◆ TEXT BLOCK ◆
───

There is a function called CAR. There’s another one called CDUR, and there’s one calls CONS. I’ll go over why they’re called this is a second. It’s not really important. It’s sort of interesting, but then it stops becoming interesting after a few seconds.
Car and CDUR are basically list dissectors, okay. If at the prompt, I type in CAR, I’ll explain what the quote is in a second, one, two, three, four, five. This returns the number one, okay. If you just think about these things as link lists, they kind of are link lists behind the scenes. Car is associated with the data that’s housed in the very first node, okay. It always is the evaluation of whatever is occupying the zero slot of a list, which is why this one comes back, okay.
If I ask for the CDUR of the very same list, it basically covers everything that the CAR does not, so it returns the rest, which in this case would be two, three, four, five, okay. Does that make sense to people?
If I do this and I nest them, I’ve asked for the CAR of the CDUR of the CDUR of one, two, three, four, five. It does recursive, that evaluation, in this bottom up strategy, comes here and identifies two, three, four five as a list, three, four, five as a list, and then the CAR of that is the first element of what was produced by this, which was produced by this. So this would come back with K3, okay. Does that make sense?
Now what’s this quote all about? If these quotes weren’t here, Scheme, and it may seem weird to you at the moment, but this is actually a much simpler language than CSC++, and I’ll have several defenses of that in just two minutes. But if I take this quote away, then this right here is supposed to be treated just like this and this right here. Do you understand what I mean when I say that?

───

◆ DATA SECTION ◆

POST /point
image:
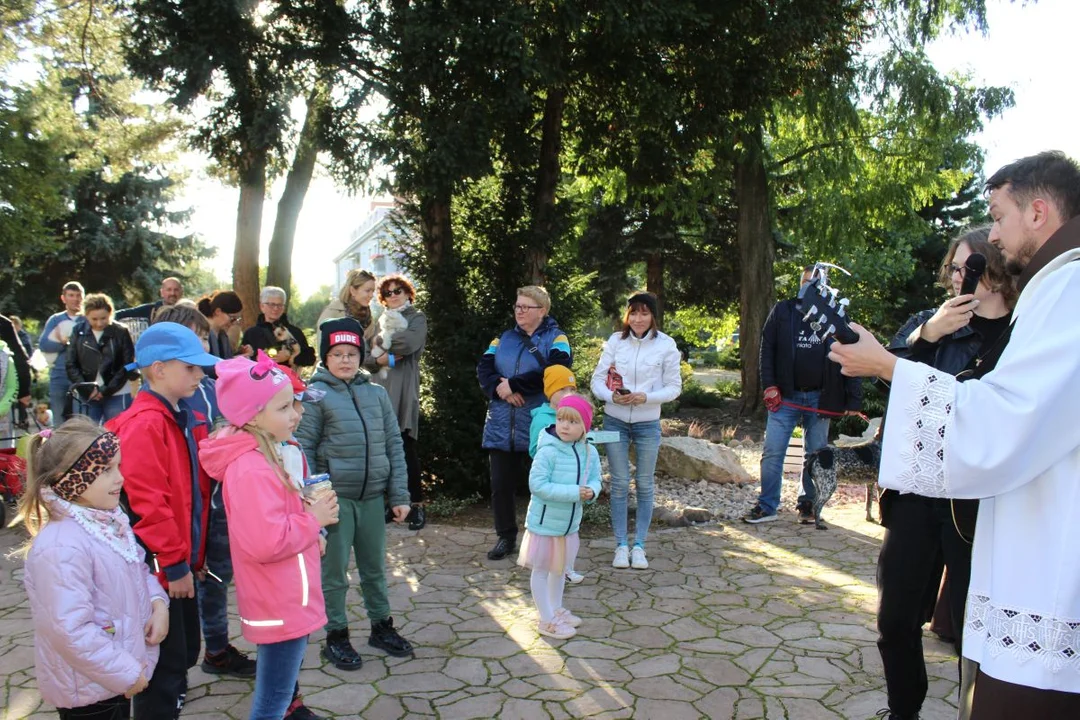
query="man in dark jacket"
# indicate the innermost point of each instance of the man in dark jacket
(799, 381)
(274, 335)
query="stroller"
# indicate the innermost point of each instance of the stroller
(12, 478)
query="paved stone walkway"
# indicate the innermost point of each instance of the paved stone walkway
(773, 621)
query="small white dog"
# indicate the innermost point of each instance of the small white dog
(390, 323)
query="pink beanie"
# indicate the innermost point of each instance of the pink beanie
(244, 388)
(582, 406)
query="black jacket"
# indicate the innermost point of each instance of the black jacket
(950, 354)
(777, 364)
(86, 356)
(260, 337)
(18, 354)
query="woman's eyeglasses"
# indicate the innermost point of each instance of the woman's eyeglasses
(954, 268)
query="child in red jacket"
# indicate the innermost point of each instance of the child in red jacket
(165, 496)
(273, 530)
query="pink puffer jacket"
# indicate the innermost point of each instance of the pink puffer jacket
(90, 607)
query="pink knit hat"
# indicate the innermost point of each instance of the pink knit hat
(244, 388)
(582, 406)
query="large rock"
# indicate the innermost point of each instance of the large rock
(699, 460)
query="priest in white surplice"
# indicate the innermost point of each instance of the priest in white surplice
(1013, 440)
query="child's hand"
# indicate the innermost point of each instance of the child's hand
(138, 687)
(157, 627)
(325, 508)
(185, 587)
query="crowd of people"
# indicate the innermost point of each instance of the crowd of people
(226, 466)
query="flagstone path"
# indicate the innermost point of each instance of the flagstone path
(771, 621)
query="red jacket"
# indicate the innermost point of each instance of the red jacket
(273, 540)
(156, 462)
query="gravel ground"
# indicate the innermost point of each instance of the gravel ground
(730, 501)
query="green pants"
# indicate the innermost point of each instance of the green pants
(362, 528)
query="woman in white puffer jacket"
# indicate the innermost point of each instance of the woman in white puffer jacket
(637, 372)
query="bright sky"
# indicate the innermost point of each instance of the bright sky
(1027, 49)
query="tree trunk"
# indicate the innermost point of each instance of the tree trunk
(655, 281)
(245, 256)
(544, 217)
(280, 270)
(757, 254)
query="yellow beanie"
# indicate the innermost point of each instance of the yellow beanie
(555, 378)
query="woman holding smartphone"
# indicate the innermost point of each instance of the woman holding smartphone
(637, 372)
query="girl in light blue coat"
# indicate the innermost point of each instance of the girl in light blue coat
(565, 475)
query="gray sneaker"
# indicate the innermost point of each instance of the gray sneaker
(757, 515)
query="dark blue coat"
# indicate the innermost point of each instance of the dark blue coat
(522, 360)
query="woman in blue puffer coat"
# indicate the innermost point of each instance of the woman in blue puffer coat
(511, 375)
(565, 475)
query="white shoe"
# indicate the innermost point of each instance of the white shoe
(556, 629)
(621, 557)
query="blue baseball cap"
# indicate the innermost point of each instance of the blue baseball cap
(165, 341)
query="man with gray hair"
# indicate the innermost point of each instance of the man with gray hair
(274, 335)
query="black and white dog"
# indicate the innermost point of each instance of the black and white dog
(854, 464)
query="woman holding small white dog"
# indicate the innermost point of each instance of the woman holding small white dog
(394, 363)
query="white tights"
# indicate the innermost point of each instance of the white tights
(548, 592)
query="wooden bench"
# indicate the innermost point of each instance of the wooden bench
(794, 458)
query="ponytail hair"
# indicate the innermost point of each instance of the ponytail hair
(267, 447)
(49, 456)
(227, 301)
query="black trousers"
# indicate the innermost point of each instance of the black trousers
(115, 708)
(510, 471)
(917, 530)
(164, 697)
(413, 466)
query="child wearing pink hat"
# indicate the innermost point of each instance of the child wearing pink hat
(565, 475)
(274, 533)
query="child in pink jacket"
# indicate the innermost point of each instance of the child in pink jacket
(273, 532)
(98, 613)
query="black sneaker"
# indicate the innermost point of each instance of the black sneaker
(757, 515)
(385, 637)
(340, 652)
(300, 711)
(416, 517)
(501, 549)
(229, 661)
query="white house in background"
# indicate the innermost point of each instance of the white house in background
(373, 246)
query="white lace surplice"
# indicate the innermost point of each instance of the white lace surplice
(1012, 439)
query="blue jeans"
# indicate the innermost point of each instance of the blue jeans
(213, 593)
(646, 439)
(58, 384)
(277, 670)
(778, 434)
(102, 410)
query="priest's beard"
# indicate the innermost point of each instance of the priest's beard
(1015, 263)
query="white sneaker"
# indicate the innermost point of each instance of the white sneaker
(556, 630)
(621, 557)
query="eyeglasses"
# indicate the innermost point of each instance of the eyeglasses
(953, 268)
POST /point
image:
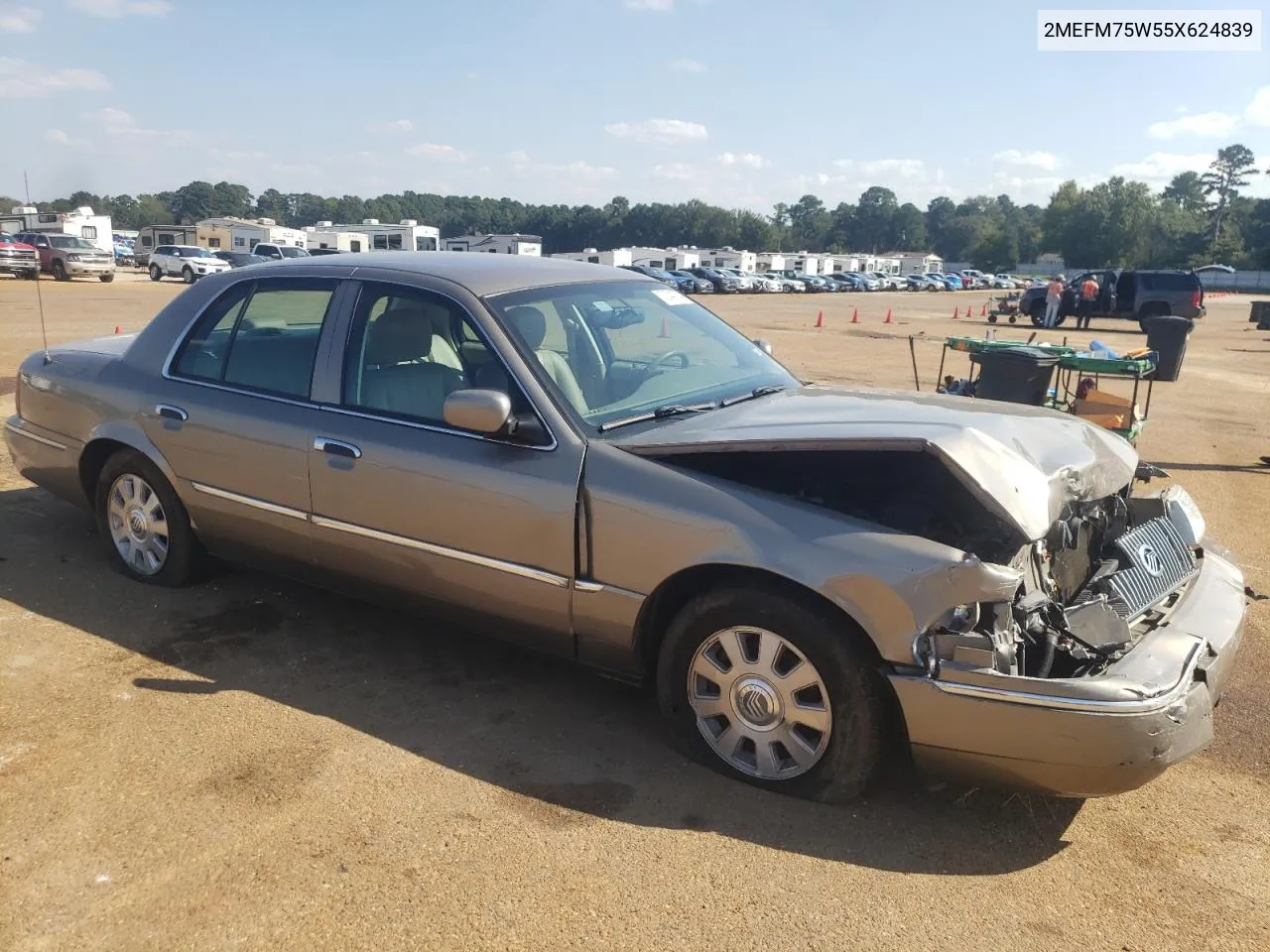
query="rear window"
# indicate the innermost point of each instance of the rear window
(1169, 281)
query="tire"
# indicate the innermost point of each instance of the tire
(846, 757)
(137, 481)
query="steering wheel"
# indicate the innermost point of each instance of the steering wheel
(656, 363)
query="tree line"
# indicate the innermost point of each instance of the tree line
(1202, 217)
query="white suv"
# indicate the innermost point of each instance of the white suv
(185, 262)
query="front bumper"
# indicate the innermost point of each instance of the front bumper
(84, 268)
(1087, 737)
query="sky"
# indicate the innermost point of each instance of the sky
(734, 102)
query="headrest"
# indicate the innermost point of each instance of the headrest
(399, 335)
(530, 322)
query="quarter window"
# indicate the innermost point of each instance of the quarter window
(261, 335)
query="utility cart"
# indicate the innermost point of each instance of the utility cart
(1057, 376)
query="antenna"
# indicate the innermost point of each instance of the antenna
(40, 295)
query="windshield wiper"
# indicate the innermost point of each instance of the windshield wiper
(753, 394)
(658, 414)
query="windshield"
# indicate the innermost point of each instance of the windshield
(616, 349)
(70, 243)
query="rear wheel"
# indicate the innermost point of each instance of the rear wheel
(770, 690)
(144, 524)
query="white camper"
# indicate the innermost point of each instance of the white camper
(80, 222)
(317, 236)
(408, 235)
(499, 244)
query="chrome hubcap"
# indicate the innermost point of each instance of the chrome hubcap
(139, 526)
(760, 703)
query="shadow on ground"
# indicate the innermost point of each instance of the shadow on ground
(564, 744)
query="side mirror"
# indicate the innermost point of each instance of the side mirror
(477, 411)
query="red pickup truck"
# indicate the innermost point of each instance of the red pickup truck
(17, 258)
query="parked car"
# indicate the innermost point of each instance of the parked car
(239, 259)
(18, 258)
(1138, 296)
(926, 282)
(888, 282)
(804, 572)
(701, 286)
(278, 252)
(721, 282)
(186, 262)
(67, 257)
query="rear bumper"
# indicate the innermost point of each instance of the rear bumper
(1091, 737)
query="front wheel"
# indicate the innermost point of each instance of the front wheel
(145, 525)
(774, 692)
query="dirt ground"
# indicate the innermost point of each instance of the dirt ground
(257, 766)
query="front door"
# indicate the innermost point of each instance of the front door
(407, 502)
(232, 416)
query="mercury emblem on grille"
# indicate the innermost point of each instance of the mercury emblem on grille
(1150, 560)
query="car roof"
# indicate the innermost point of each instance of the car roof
(480, 273)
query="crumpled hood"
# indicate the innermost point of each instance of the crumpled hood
(1023, 461)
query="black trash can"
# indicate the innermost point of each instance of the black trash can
(1166, 335)
(1016, 375)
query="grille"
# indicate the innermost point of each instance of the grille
(1159, 561)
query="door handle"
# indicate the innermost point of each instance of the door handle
(336, 447)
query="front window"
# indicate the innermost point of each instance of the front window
(68, 243)
(617, 349)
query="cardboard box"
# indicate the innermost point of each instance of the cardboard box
(1107, 411)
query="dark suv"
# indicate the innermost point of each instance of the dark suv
(1125, 294)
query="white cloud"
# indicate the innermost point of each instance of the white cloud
(1160, 168)
(675, 172)
(1014, 159)
(22, 80)
(898, 168)
(113, 9)
(432, 150)
(665, 131)
(19, 19)
(1206, 125)
(391, 126)
(1257, 112)
(686, 66)
(748, 160)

───

◆ WHAT TO DO ◆
Continue the lecture transcript on Scheme's CAR and CDUR functions from the last sentence shown.

◆ RESPONSE ◆
So it would actually look for a function called one, okay. And when it doesn’t find it, it’s gonna be like, “Whoa, I can’t apply the one function to two, three, four, and five.” So it would issue an error right there, okay. In our Kawaa environment, it’ll throw a Java exception to advertise the fact that it’s implemented in Java, but nonetheless, it will break, okay.
So you don’t want to take the CAR of something that doesn’t actually evaluate by putting the quote right there. It just is an instruction to suppress evaluation, that the list that is being presented after that quote is really raw data that should just be taken verbatim without any kind of recursive evaluation, okay.
It’s actually shorthand. Whenever you see something like “One, two,” and I could even do this like that right there, the quote just says basically to the parser, “Stop evaluating.” From everything from the parenthesis that I’m looking at to the parenthesis that matches it, okay. It’s technically shorthand for this right here.
It matches that, matches that, matches that, matches that, and quote is just this metafunction in place that doesn’t actually – it kind of evaluates its arguments, but as part of the recipe for this quote function, it just doesn’t evaluate its arguments. It just takes them verbatim, okay. Does that make sense to people?
You’re gonna type it this way. You’re not gonna use the quote function. There are all kinds of nifty variations on the straight, flat quote. I might go over it in a section handout, but it’s so ridiculous. There are actually variations on this where you can actually use the back quote and the forward quote and the comma, which are variations of this right here, to suppress evaluation temporarily and turn it back on internally, okay.
But I just want to have this one thing where everything recursively is not evaluated, okay, and not deal with these variations. You can read about them if you want to, but you won’t have to use them for anything that we do in this class.
Okay, so that is the way to suppress evaluation. That’s gonna be very good because if we’re gonna want to express all of our data in list form, we don’t want to be penalized because we’re using Lisp, that we always have to have some function evaluated in our data, okay. We might just want to present our data as these bland lists, okay, and package them in a way that we just deal with consistently, okay.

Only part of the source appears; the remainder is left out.